Go through the material and return every line that contains the string "below".

-- Input data follows --

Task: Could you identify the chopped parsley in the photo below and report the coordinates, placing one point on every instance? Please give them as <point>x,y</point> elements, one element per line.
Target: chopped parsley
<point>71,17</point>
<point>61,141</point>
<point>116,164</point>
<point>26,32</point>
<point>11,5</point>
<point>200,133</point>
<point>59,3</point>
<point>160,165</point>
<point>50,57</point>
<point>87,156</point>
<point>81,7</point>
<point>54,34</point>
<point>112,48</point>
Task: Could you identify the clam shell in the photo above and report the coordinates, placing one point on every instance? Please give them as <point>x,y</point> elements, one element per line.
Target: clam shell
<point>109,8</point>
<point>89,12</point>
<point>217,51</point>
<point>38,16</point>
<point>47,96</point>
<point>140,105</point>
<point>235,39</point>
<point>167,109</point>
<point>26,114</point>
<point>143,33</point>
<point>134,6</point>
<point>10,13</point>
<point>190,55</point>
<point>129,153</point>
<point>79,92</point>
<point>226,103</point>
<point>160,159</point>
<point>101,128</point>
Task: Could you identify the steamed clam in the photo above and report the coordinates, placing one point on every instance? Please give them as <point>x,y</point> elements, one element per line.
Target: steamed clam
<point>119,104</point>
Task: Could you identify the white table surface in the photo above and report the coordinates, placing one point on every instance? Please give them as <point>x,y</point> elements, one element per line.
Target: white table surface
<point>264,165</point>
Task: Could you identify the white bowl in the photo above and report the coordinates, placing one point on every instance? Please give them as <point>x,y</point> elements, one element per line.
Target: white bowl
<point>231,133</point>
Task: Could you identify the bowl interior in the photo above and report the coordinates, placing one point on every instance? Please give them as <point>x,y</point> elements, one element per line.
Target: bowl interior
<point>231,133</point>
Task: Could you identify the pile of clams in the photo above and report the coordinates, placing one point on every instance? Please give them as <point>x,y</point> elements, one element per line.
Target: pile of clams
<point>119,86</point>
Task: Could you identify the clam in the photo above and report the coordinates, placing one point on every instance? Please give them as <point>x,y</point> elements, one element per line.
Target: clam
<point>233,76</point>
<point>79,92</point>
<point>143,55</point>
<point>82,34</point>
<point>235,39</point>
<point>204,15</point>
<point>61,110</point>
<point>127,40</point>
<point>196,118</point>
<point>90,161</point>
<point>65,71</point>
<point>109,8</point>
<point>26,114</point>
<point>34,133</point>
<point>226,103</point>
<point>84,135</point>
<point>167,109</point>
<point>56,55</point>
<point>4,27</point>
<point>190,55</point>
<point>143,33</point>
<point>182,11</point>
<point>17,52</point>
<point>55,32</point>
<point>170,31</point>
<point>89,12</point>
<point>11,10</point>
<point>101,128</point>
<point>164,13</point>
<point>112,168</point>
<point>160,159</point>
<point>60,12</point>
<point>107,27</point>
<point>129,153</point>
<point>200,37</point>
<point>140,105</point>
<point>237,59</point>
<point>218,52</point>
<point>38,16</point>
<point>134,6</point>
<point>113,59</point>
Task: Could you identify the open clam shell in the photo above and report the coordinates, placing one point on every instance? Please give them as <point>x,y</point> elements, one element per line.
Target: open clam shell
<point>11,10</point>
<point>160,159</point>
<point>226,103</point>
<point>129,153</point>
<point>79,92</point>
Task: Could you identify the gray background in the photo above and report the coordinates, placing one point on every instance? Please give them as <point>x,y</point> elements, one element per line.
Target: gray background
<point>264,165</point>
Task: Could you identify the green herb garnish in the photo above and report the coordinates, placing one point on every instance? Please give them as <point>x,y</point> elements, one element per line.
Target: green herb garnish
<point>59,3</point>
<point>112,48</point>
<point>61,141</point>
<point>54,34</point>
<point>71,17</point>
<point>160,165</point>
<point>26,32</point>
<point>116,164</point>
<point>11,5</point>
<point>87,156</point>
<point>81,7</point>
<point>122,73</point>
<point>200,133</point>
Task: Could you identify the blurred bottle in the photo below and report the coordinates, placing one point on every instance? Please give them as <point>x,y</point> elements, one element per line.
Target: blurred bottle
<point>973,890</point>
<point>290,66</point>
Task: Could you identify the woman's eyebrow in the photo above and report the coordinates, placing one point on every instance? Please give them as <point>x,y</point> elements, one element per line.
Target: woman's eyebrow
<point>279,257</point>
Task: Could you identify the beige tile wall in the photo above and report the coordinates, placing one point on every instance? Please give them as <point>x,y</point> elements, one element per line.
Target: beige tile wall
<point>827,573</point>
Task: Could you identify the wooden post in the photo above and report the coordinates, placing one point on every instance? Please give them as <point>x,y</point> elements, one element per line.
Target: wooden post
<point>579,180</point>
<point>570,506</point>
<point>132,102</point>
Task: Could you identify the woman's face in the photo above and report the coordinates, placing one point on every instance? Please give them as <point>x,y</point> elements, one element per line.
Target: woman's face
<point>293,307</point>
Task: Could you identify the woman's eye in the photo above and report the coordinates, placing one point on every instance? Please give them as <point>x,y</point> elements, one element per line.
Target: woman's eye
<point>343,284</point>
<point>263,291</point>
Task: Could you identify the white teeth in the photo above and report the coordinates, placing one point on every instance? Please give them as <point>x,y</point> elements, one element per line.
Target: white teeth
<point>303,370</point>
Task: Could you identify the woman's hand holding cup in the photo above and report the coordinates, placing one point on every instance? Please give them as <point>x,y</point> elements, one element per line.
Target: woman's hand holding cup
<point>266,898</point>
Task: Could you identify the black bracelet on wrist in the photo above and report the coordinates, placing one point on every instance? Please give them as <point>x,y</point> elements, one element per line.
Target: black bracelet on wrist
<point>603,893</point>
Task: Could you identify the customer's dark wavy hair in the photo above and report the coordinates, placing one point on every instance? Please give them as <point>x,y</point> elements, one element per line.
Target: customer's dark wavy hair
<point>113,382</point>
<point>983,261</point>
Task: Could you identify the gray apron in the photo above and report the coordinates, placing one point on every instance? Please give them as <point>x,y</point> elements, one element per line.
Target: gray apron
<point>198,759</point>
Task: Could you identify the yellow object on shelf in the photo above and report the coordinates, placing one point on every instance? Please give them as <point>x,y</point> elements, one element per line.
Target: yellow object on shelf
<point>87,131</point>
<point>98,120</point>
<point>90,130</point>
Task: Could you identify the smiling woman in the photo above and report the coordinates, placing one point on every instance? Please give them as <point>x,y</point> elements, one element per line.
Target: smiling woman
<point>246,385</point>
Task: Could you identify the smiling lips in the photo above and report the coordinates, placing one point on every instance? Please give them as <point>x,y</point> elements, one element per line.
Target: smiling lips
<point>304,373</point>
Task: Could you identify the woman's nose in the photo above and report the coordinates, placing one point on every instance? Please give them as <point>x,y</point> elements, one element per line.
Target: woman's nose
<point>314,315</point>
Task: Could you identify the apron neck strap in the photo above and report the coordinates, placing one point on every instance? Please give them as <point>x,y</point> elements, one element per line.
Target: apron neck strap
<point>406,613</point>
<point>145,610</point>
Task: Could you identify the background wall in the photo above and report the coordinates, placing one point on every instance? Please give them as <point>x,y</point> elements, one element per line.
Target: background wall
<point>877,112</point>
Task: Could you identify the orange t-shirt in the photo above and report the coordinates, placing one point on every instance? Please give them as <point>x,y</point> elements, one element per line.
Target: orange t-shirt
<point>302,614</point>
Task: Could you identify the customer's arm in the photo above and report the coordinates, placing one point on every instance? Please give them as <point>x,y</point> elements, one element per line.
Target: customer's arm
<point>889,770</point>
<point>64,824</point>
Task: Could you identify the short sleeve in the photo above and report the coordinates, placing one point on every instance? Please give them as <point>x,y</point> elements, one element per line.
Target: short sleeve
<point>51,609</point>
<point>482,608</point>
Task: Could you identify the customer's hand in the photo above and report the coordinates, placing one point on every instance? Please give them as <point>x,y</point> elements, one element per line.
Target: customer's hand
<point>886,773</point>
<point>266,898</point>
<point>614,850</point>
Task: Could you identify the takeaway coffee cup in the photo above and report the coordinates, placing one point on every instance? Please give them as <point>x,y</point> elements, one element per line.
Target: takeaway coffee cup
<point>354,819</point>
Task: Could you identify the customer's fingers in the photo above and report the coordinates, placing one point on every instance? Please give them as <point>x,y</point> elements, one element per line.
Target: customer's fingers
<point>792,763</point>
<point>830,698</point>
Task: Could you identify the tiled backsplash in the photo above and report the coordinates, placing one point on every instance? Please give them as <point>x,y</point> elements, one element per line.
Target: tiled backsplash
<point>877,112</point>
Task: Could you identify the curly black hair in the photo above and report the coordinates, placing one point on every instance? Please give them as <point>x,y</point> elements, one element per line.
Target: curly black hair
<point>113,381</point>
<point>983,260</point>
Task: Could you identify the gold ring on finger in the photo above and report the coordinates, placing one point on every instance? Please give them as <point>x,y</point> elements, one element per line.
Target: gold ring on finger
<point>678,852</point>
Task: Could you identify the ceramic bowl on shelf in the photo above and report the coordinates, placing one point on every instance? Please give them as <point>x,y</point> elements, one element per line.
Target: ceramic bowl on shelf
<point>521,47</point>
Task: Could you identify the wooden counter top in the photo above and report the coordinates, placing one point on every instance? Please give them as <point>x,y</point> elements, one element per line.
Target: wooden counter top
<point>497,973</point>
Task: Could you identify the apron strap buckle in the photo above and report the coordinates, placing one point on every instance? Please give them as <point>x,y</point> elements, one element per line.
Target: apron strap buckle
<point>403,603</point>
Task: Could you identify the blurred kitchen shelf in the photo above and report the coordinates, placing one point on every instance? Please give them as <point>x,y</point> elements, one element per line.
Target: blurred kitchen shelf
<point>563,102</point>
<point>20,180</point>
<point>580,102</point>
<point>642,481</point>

-- Input data concluded --

Solved problem:
Task: Could you identify the chopped parsley in the photo below and report the coordinates, placing one point on every instance? Please give them as <point>x,y</point> elements, one element per line.
Task: Could you identify the blurred bottle in the photo below and report the coordinates, placing one point on every instance? Please give them as <point>x,y</point> elements, one element per line.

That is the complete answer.